Reading passage:
=== Section Start ===

The Tories are clueless about this.
Let's be frank: any IT project in the NHS is likely to fail: too many organisations that work in different ways; too many people in an organisation that want different things. It's a mine field.
However, what the Tories are suggesting is not necessarily Google / MS solutions. Somehow, Cameron went out to see Google and got the impression that distributed patient records was better than the centralised approach of NPfIT. Moreover, he wants to create a 'market' within the NHS so that the 'best' solution wins.
I've seen this in the Fire Service, where you could make a fair living by re-implementing systems slightly differently for individual brigades. No centralisation meant that communications equipment in each brigade was different, the software was different and that meant lots of money for contractors and ISVs. This is despite the GD-92 communications specification, which aimed at inter-operability and meant, in principle, you could re-use the same system in different brigades; somehow, it never ended up like that, however.

=== Section End ===

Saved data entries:

=== Section Start ===

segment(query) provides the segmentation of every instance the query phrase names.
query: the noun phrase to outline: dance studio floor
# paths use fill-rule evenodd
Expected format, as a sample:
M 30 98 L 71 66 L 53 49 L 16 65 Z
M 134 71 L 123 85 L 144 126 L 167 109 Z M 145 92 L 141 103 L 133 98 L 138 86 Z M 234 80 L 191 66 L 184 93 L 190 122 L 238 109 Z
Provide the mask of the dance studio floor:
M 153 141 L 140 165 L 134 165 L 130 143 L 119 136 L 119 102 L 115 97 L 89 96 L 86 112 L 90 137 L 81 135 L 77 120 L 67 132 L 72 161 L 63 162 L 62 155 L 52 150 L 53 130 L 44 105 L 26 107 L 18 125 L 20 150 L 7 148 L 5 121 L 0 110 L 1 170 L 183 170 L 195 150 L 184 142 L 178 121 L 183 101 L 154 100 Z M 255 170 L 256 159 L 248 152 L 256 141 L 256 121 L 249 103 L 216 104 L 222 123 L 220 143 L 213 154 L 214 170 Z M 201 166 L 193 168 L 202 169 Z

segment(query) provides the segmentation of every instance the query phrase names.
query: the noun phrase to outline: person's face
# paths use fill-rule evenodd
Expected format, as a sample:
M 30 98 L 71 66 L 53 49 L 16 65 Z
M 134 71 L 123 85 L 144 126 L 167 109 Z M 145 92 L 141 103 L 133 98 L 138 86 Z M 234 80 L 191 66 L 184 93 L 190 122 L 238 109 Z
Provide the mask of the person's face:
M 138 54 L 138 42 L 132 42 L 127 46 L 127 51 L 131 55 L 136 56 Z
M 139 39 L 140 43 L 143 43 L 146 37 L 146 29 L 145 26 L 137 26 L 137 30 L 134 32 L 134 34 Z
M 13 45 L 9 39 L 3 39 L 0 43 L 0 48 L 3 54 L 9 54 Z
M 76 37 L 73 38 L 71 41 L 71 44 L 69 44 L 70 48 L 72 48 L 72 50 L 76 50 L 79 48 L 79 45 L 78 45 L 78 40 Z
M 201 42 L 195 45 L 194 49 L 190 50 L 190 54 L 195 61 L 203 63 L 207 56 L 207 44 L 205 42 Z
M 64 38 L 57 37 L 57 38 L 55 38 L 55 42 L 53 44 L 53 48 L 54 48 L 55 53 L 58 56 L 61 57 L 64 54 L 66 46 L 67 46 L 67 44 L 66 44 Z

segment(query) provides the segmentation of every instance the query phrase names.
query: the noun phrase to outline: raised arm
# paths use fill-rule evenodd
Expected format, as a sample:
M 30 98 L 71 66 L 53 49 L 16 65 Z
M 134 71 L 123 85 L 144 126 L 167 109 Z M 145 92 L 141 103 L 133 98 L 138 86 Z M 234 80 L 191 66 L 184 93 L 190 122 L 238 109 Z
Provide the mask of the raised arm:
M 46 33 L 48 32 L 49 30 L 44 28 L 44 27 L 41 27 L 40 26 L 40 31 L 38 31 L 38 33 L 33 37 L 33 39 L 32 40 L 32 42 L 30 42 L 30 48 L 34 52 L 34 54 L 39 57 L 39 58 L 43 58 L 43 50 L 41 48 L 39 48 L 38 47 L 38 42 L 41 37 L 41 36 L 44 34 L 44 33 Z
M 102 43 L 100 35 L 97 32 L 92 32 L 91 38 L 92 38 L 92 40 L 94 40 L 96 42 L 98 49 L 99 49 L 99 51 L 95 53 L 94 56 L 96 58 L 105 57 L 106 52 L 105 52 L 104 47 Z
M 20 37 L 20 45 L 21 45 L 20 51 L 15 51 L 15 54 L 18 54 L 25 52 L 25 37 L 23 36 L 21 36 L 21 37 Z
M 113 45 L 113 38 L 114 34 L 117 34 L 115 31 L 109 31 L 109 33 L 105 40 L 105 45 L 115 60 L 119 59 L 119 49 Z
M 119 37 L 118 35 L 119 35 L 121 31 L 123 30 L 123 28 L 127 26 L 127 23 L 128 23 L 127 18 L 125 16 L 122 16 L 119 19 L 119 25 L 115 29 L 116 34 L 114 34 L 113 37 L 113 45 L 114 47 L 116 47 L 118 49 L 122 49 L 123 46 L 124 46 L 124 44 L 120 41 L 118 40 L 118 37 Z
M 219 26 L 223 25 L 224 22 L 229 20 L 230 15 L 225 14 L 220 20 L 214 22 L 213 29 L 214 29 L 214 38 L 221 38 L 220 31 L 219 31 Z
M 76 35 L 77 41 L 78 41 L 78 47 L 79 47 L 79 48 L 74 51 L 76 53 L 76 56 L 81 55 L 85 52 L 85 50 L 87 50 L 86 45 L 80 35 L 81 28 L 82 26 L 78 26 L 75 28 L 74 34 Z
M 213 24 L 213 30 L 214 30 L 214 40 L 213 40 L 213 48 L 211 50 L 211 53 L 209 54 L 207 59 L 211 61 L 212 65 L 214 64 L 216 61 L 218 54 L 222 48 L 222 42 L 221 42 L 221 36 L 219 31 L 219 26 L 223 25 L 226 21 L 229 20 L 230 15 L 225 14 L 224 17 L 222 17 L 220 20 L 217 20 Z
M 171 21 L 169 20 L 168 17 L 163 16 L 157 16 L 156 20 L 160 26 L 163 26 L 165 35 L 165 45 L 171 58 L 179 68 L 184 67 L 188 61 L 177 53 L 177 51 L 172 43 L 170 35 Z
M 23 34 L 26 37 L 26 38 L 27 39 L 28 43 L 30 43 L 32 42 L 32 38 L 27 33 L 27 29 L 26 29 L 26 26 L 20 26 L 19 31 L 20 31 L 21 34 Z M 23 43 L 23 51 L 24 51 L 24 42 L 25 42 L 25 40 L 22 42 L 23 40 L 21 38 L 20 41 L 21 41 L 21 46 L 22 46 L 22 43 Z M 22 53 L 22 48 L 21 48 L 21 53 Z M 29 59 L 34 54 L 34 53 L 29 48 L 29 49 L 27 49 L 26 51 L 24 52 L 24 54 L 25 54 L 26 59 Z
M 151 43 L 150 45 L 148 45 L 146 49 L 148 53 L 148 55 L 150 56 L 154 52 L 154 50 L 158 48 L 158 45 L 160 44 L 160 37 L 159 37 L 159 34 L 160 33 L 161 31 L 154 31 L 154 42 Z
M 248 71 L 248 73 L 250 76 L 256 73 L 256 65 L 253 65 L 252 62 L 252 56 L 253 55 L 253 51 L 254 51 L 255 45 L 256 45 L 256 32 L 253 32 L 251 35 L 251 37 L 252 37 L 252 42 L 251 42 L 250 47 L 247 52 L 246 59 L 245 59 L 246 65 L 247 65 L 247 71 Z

=== Section End ===

Tasks to carry out:
#1 List every abbreviation consisting only of letters that appears in the commentary on NHS IT projects.
#2 Resume the commentary on NHS IT projects from the point at which it stops.

Answer section:
#1 IT, NHS, MS, NPfIT, ISVs

#2
What the Tories are planning is even worse. Imagine a company where if you went from one office to another you had to re-learn how to use the software that it is now essential you use to do your job. It's not just essential: lives are at risk. Well, the Tories want to create the situation. And the call it 'the market'.
Any IT project in the NHS is going to be hard. But the problem with government is that they will only deal with big contractors (EDS, eg). Smaller, more agile teams would probably solve these problems better. Software on this scale should be a living, ever-changing thing, with very small changes on a regular basis. What the big boys will produce is large, functional systems that will do what it's supposed to on paper. But not in practice.